(Referring expression data)
━━━━━━━━━━━━━━━━━━━━━━━━━━━━━━

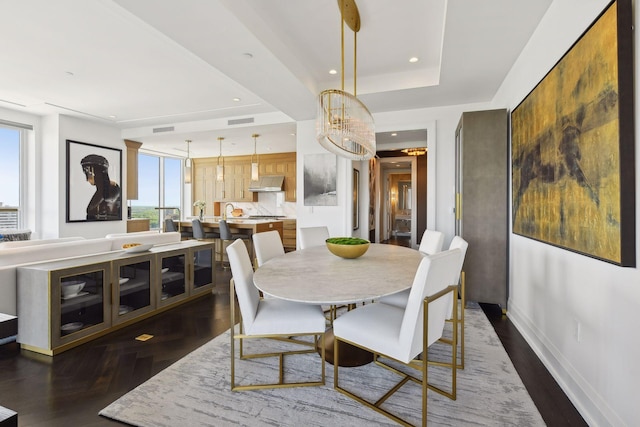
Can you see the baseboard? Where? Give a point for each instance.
(584, 397)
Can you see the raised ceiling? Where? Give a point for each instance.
(148, 64)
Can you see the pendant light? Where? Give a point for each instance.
(344, 125)
(255, 175)
(187, 164)
(419, 151)
(220, 167)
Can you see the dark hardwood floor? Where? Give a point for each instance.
(71, 388)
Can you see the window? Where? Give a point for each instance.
(159, 185)
(10, 173)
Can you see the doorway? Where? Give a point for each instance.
(398, 202)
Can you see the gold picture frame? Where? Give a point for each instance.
(572, 142)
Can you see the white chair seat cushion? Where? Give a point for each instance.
(399, 299)
(382, 332)
(281, 317)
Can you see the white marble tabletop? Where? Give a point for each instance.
(315, 275)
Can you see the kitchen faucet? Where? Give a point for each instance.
(224, 214)
(162, 208)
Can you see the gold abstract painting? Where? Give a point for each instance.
(566, 157)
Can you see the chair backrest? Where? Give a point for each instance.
(242, 275)
(198, 230)
(169, 225)
(225, 231)
(267, 245)
(433, 275)
(313, 236)
(431, 242)
(460, 243)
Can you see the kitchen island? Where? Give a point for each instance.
(247, 226)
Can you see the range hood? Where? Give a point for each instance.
(267, 183)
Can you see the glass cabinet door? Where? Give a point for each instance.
(173, 269)
(203, 271)
(132, 285)
(82, 302)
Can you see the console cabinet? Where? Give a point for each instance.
(118, 288)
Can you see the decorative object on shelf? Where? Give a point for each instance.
(347, 247)
(187, 164)
(255, 175)
(93, 176)
(220, 167)
(573, 178)
(136, 247)
(69, 328)
(418, 151)
(72, 288)
(344, 124)
(200, 204)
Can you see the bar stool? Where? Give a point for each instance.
(226, 236)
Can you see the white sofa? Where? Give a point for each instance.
(21, 243)
(13, 257)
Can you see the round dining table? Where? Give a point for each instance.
(316, 276)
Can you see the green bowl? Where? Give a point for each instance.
(347, 247)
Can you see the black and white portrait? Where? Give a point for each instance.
(94, 174)
(320, 180)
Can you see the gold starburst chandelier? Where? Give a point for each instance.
(344, 125)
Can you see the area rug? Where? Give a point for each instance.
(195, 391)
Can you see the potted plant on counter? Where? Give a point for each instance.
(200, 204)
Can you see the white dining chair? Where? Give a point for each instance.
(399, 299)
(269, 318)
(313, 236)
(267, 245)
(402, 334)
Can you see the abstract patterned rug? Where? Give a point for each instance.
(195, 391)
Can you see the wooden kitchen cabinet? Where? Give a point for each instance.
(237, 178)
(289, 234)
(281, 164)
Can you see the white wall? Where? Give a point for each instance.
(578, 314)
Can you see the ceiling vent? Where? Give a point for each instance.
(240, 121)
(164, 129)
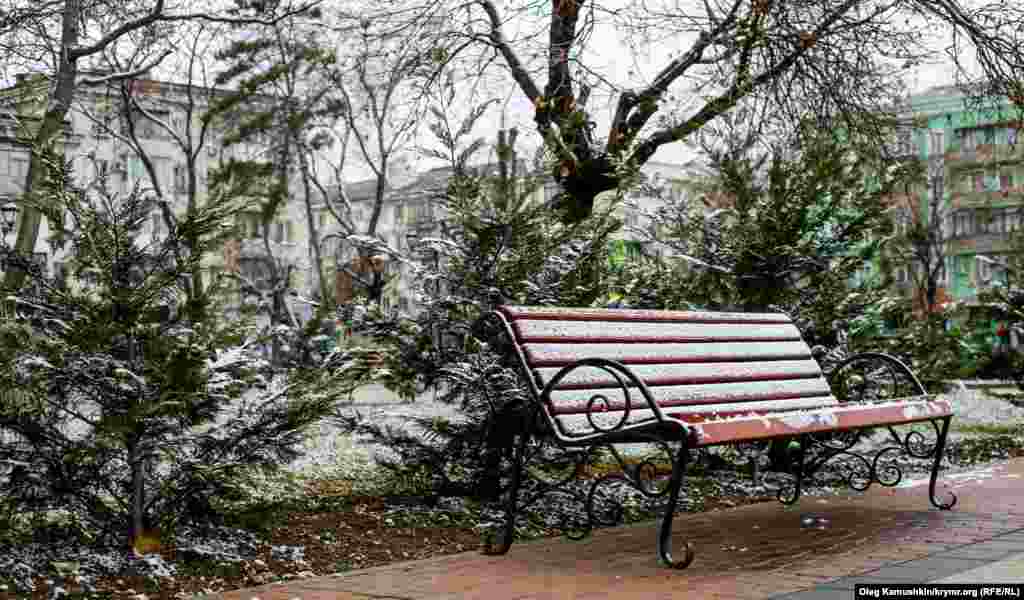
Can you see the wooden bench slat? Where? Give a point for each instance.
(687, 374)
(839, 418)
(569, 401)
(565, 353)
(580, 425)
(633, 333)
(632, 315)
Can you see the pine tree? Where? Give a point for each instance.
(124, 412)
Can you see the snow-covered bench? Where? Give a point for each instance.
(604, 377)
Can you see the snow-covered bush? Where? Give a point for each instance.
(123, 410)
(498, 247)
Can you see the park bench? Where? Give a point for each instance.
(604, 377)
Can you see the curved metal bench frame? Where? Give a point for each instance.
(812, 451)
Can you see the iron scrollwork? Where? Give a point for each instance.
(871, 378)
(549, 460)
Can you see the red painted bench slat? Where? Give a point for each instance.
(615, 314)
(566, 353)
(568, 401)
(712, 369)
(689, 374)
(834, 419)
(529, 331)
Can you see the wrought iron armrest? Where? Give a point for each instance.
(599, 402)
(877, 377)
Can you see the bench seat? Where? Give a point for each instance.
(702, 379)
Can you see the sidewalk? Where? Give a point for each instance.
(748, 553)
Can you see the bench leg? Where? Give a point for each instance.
(665, 532)
(507, 533)
(940, 446)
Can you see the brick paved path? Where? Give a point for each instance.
(745, 553)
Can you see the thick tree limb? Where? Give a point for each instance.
(497, 39)
(116, 77)
(736, 91)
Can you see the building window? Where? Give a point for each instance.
(962, 224)
(968, 140)
(158, 225)
(180, 183)
(150, 128)
(136, 170)
(937, 139)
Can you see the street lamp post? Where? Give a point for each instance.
(8, 214)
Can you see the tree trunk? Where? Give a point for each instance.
(43, 143)
(583, 184)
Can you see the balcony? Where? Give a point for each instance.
(983, 155)
(1011, 197)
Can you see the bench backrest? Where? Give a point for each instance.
(696, 365)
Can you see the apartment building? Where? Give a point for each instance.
(96, 143)
(974, 179)
(412, 212)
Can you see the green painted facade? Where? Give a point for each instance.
(977, 162)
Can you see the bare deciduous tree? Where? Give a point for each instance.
(57, 36)
(825, 60)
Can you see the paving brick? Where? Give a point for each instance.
(748, 553)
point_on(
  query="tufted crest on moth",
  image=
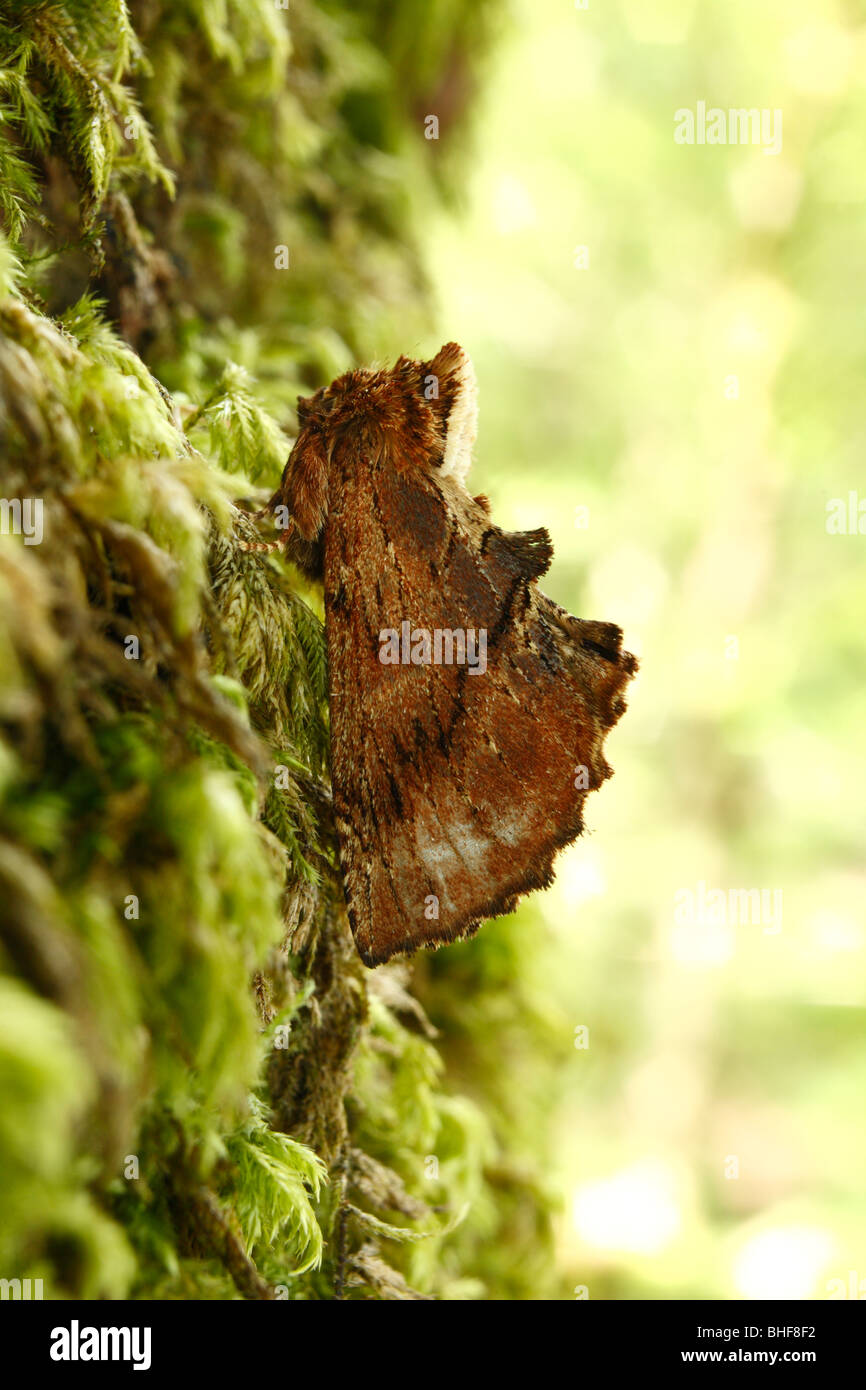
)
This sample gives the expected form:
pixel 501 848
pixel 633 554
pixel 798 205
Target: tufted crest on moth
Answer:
pixel 420 414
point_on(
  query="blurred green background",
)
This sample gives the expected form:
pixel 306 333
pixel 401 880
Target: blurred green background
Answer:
pixel 620 1101
pixel 679 402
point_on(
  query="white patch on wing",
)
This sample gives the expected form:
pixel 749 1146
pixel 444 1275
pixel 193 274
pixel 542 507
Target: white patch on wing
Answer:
pixel 462 423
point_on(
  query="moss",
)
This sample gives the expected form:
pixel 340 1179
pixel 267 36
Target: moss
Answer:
pixel 206 1094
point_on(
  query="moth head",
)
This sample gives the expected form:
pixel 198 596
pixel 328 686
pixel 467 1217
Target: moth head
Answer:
pixel 417 414
pixel 446 385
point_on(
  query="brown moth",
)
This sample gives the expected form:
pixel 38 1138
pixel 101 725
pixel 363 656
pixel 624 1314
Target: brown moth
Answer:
pixel 467 709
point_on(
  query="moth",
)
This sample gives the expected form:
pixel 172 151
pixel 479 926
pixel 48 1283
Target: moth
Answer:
pixel 469 710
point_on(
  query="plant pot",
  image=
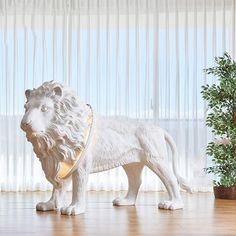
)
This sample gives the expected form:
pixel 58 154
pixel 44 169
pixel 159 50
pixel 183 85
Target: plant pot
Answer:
pixel 225 192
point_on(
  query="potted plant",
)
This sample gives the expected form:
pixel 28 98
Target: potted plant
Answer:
pixel 221 118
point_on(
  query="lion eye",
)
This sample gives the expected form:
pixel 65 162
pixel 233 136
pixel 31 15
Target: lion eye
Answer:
pixel 44 108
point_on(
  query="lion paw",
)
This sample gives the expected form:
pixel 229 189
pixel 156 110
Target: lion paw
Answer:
pixel 170 205
pixel 72 210
pixel 46 206
pixel 123 202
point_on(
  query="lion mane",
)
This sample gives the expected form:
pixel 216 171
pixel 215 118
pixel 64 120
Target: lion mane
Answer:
pixel 65 134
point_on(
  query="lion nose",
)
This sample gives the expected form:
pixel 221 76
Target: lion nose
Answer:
pixel 26 124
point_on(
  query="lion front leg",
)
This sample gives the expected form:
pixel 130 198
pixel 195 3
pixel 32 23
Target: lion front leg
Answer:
pixel 79 186
pixel 54 202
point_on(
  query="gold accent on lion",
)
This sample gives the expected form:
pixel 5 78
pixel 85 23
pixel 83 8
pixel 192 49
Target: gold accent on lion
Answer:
pixel 67 168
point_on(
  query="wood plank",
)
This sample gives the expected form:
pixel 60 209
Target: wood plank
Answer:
pixel 202 215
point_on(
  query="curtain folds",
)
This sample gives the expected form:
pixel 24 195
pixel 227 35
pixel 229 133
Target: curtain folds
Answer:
pixel 142 59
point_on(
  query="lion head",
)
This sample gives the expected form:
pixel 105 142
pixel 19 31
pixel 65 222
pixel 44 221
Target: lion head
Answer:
pixel 54 122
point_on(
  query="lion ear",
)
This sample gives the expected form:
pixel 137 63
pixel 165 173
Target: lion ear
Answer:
pixel 28 93
pixel 58 91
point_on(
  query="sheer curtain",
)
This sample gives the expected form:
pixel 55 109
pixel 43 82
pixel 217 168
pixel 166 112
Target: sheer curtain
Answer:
pixel 142 59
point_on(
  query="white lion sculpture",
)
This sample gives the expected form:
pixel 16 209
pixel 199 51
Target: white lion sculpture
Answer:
pixel 71 142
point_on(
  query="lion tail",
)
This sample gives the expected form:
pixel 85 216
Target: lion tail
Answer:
pixel 182 182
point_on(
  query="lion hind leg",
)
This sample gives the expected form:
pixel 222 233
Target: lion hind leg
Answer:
pixel 133 172
pixel 162 170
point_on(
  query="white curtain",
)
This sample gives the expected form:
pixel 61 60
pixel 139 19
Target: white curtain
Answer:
pixel 143 59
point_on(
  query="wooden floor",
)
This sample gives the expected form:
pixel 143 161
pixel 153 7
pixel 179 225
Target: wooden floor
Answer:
pixel 202 215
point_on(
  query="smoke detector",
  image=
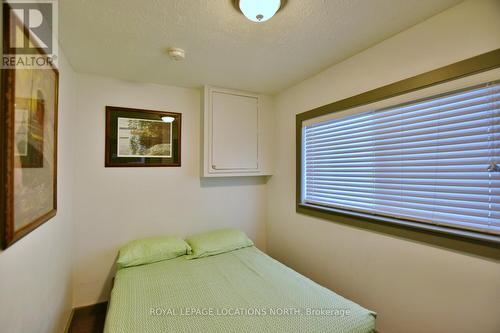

━━━━━━━━━━━━━━━━━━━━━━━━━━━━━━

*TASK TO COMPLETE:* Across the entries above, how many lines carry the word "wing"? Write only the number.

*OUTPUT FOR THIS TASK:* 2